§ **PROBLEM TO SOLVE**: Print the records below exactly as they appear.

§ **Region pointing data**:
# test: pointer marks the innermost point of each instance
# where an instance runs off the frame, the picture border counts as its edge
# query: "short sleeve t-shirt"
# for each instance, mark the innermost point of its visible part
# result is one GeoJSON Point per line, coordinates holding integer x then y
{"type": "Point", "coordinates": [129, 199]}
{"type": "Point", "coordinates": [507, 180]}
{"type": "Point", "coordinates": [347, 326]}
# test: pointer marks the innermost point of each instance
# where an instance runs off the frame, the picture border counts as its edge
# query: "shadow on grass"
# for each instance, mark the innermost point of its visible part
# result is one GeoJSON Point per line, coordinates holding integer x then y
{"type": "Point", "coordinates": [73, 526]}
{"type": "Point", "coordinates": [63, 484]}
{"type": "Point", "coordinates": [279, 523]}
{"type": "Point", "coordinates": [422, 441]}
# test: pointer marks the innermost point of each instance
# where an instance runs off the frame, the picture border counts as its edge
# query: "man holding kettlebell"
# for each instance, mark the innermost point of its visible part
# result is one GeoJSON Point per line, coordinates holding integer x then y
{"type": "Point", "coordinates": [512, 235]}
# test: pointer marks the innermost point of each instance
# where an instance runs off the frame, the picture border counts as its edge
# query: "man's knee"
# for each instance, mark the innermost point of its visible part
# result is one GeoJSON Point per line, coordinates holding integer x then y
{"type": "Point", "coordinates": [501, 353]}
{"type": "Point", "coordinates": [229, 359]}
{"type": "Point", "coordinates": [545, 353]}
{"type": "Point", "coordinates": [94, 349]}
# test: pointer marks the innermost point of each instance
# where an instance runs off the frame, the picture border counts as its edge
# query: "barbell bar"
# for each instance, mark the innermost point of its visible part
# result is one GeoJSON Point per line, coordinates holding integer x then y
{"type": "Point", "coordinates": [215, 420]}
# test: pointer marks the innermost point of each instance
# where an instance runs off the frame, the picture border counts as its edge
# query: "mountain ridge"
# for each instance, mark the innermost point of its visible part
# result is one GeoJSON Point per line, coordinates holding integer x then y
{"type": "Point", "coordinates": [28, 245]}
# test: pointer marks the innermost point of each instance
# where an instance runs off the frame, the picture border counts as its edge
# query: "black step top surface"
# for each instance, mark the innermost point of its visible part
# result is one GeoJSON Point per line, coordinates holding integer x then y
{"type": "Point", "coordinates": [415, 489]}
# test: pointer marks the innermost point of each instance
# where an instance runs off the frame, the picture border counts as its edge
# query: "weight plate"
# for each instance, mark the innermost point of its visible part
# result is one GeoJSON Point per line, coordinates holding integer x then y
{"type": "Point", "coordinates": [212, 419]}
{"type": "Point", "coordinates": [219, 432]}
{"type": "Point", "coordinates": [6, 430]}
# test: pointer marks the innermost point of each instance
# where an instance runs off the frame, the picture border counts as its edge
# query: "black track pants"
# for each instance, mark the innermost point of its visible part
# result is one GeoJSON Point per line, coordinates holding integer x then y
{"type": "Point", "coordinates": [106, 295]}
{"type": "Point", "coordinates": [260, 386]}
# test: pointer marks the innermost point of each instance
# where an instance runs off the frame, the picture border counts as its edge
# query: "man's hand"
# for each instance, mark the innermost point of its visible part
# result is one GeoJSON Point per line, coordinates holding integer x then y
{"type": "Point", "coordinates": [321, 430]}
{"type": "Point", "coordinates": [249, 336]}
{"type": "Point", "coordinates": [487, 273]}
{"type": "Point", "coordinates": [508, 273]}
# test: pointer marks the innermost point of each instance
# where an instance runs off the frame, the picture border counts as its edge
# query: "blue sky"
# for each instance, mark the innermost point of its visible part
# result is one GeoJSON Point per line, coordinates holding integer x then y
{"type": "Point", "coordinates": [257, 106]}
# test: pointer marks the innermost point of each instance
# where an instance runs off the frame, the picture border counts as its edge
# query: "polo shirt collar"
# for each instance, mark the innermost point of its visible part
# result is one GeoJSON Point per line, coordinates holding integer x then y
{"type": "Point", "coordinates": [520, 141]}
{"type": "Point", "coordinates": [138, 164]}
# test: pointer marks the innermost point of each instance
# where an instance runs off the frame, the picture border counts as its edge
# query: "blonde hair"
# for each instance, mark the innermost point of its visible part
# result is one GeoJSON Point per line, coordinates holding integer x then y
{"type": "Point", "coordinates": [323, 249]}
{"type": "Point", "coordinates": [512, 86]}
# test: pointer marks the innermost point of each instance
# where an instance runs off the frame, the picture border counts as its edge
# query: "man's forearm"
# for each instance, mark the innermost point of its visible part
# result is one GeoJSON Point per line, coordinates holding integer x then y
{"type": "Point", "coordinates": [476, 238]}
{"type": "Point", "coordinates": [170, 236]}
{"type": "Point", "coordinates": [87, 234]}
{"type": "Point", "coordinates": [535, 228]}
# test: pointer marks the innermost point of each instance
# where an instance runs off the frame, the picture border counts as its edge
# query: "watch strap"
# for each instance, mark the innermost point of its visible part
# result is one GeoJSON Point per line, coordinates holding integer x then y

§ **ANSWER TO THIS TASK**:
# test: pointer marks the innermost point of each instance
# where an instance runs off the frame, the picture border counts as its edge
# query: "short sleeve t-shirt"
# for each instance, mark the innermost point of its visible part
# result is one GeoJSON Point per line, coordinates holding integer x then y
{"type": "Point", "coordinates": [129, 199]}
{"type": "Point", "coordinates": [507, 180]}
{"type": "Point", "coordinates": [347, 326]}
# test: pointer marks the innermost point of each instance
# where an instance runs off the frame, the picture border counts as its edge
# query: "shadow on grass"
# for each instance, mark the innermost point of its visible part
# result is one GeoJSON Point per line, coordinates holding integer x then y
{"type": "Point", "coordinates": [73, 526]}
{"type": "Point", "coordinates": [63, 484]}
{"type": "Point", "coordinates": [279, 523]}
{"type": "Point", "coordinates": [422, 441]}
# test: pointer marks the innermost point of each instance
# where an instance runs off the frame, the picture border counts as its edge
# query: "man holding kettlebell"
# for each instance, mark the innermost point of its visible part
# result is one GeoJSON Point per line, coordinates holding integer x then y
{"type": "Point", "coordinates": [512, 235]}
# test: pointer marks the innermost point of each instance
# where an instance runs off the frame, the picture border counts as its edge
# query: "man's knee"
# for each instance, mark the innermost point of its visible part
# result is one GeoJSON Point per line, coordinates holding integer x then y
{"type": "Point", "coordinates": [501, 353]}
{"type": "Point", "coordinates": [229, 359]}
{"type": "Point", "coordinates": [545, 353]}
{"type": "Point", "coordinates": [94, 349]}
# test: pointer marks the innermost point of each instance
# where an instance runs off the frame, the picture border counts as its edge
# query: "barbell bar"
# for each instance, mark the innermost point of its visible part
# result is one GeoJSON Point per line, coordinates holding integer x then y
{"type": "Point", "coordinates": [215, 420]}
# test: pointer marks the innermost point of each instance
# where an instance runs off the frame, the picture border counts as its edge
# query: "mountain ridge"
# for each instance, mark the innermost point of its visible part
# result is one GeoJSON Point per line, coordinates holding integer x then y
{"type": "Point", "coordinates": [28, 245]}
# test: pointer marks the innermost point of each instance
# where an instance runs off the frame, the picture border counts as its edge
# query: "black step top surface"
# for each instance, mark the innermost point of its visible part
# result is one GeoJSON Point per line, coordinates holding integer x then y
{"type": "Point", "coordinates": [415, 489]}
# test: pointer marks the innermost point of each instance
# where an instance runs off the frame, the picture border counts as its edge
# query: "weight plate"
# for each instance, mark the innermost point of its visible part
# result is one GeoJSON Point per line, coordinates holding integer x then y
{"type": "Point", "coordinates": [212, 419]}
{"type": "Point", "coordinates": [219, 432]}
{"type": "Point", "coordinates": [6, 430]}
# test: pointer marks the innermost point of each instance
# where an instance runs off the frame, the picture border counts as its edge
# query: "black track pants"
# for each instance, mark the innermost point of its visible part
# result is one GeoJSON Point per line, coordinates holding integer x then y
{"type": "Point", "coordinates": [106, 295]}
{"type": "Point", "coordinates": [260, 386]}
# test: pointer marks the innermost point of each instance
# where an instance runs off the frame, the picture border counts as its edge
# query: "man's hand"
# for each instance, mark the innermost point of its visible part
# result is one GeoJSON Point per line, coordinates holding integer x then y
{"type": "Point", "coordinates": [321, 430]}
{"type": "Point", "coordinates": [249, 336]}
{"type": "Point", "coordinates": [487, 273]}
{"type": "Point", "coordinates": [508, 273]}
# test: pointer marks the innermost point of each instance
# where an instance runs off the frame, the picture border counts as its edge
# query: "blue sky"
# for each instance, mark the innermost point of its visible part
# result is one GeoJSON Point per line, coordinates holding integer x then y
{"type": "Point", "coordinates": [257, 106]}
# test: pointer marks the innermost point of each instance
# where an instance runs off the frame, the picture border counts as its edge
# query: "polo shirt collar"
# for each instance, mark the innermost point of its visible part
# result is one GeoJSON Point per line, coordinates holding integer x then y
{"type": "Point", "coordinates": [520, 141]}
{"type": "Point", "coordinates": [138, 164]}
# test: pointer marks the innermost point of each instance
# where an instance runs off the frame, the picture border counts as its edge
# query: "blonde hair"
# for each instance, mark the innermost point of its visible part
# result is one GeoJSON Point per line, coordinates holding integer x then y
{"type": "Point", "coordinates": [323, 249]}
{"type": "Point", "coordinates": [512, 86]}
# test: pointer marks the innermost point of each instance
# where an instance runs off the frame, the picture border counts as its edge
# query: "man's forearm"
# for each instance, mark the innermost point of its visible part
# result is one GeoJSON Point per line, coordinates holding integer x then y
{"type": "Point", "coordinates": [476, 238]}
{"type": "Point", "coordinates": [170, 236]}
{"type": "Point", "coordinates": [87, 234]}
{"type": "Point", "coordinates": [535, 228]}
# test: pointer marks the innermost point of each instance
# where an instance runs off the frame, the picture border counts as its edge
# query: "watch strap"
# for each instance, mark the innermost point of its visible part
# result is one GeoJSON Point per line, coordinates holding integer x then y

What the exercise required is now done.